## DESCRIPTION OF THE TASK
List the score shown in each heading of the forum comments below, in the order they appear.

Comment Re:Doing it wrong? (Score 1) 600

Claiming "It's possible to write any traversal algorithm using loops, without any recursion." is incorrect for both trees and graphs. The closest you can come is to maintain a stack structure and manually push and pop data and control flow information on the stack. It's ugly, and recursion is much easier to code and debug. Having done it both ways, I can say that coding your own stacks and using loops is not easy.

Your reply has answered the final question I asked: it is possible to be a "coder" and not understand recursion or recursive data structures. If you had ever studied data structures in computer science you would know that just looping is not enough.

To be even more pedantic, there are some recursive data structures, such as the threaded binary tree that allow tree traversal without recursion. This works by replacing null links in the tree structure with pointers to the next node for a specific traversal order. This is more expensive to build or modify then a general binary tree, and making it in the first place uses recursion. If you want to know what other similar tricks like this you can pull, look at The Art of Computer Programming volume 1 chapter 2.3.

Comment Re:Doing it wrong? (Score 2) 600

Without recursion, data structures like trees or graphs are useless. Kind of a problem if you have a directory tree structure, or you want to follows URL links for web scraping. Just on that alone, I would assume the rest of the article is crap.

Does this horrible misrepresentation mean there are coders who don't realize that they are using a recursive algorithm? This lack of understanding could be a result of how some languages hide all the details of data structure implementation. Specifically, I'm thinking about Java. I saw a code example recently that was building a tree, but there were no obvious recursive calls anywhere. All the details were hidden in the data structure access interface. The way I knew what was going on was because "tree" was part of the object name.

Given how "high-level" a lot of programming has become, I have a bad feeling that someone could be a working programmer and still have no idea what their data structures do. So if they do see recursive algorithms, they would call it a "forgotten code construct". Is this possible?

Comment Re:You don't know what a free market is, do you? (Score 4, Interesting) 372

You are too young to for this to be part of your personal experience, but there once was a drug called Thalidomide. It was sold for morning sickness and caused severe birth defects. Thousands of infants died and tens of thousands were born with deformed limbs. This was in the mid 1950's and caused a massive change in how drugs were tested. Thalidomide is still used, but not by pregnant women.

More recently there are significant problems with metal on metal joint replacements. For some designs the failure rate is 75% to 100%. And this was after FDA approval was granted.

So is the requirement for government approval the "bureaucracy" you are talking about? If so, I'm sure you can find somewhere in the world where you can get a completely unregulated major medical procedure, say involving surgery. Before you go, just leave a contact address so we know where to send the condolences for your funeral. I, at least, would consider your demise to be suicide.

Comment Re:Impressive, but (Score 0) 149

Just how stupid are you? Do you actually know anyone doing research? Have you ever been in a research environment, either in the private sector or in academia? I doubt it, because if you had any direct experience you would know that researchers care a hell of a lot about "having to pay the bill."

In today's competitive environment there are two ways that academic researchers can advance their careers: producing research results that advance the state of the art AND doing research that leads to commercially viable results. In point of fact, it is very hard to get funding if there is no clear relationship between the research goals and practical applications.

So take you anti-intellectual bias back to where you live in your parents basement and stow it next to your resentment for people who do things that are meaningful. If you ever get that chip off your shoulder you might actually be able to make a contribution to society some day.

## SUPPLIED MATERIAL

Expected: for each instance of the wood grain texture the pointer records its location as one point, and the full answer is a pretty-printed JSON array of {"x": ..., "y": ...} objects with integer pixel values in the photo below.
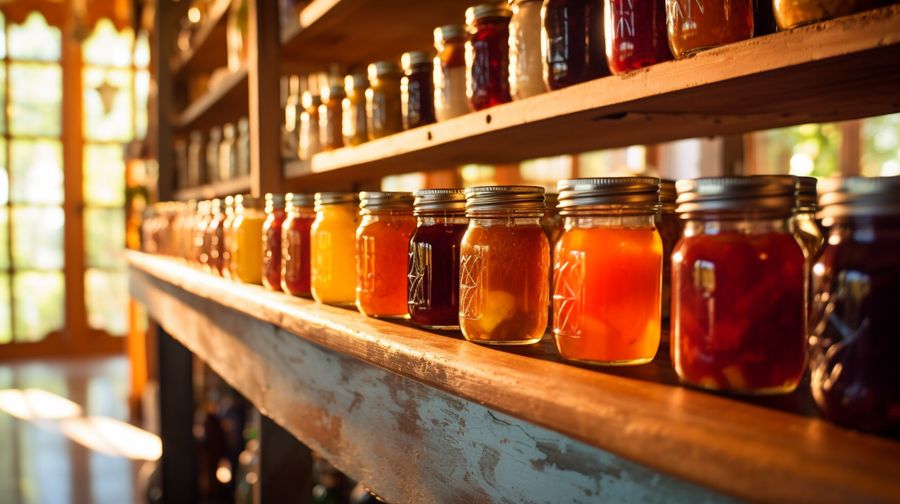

## WRITTEN ANSWER
1. Score 1
2. Score 2
3. Score 4, Interesting
4. Score 0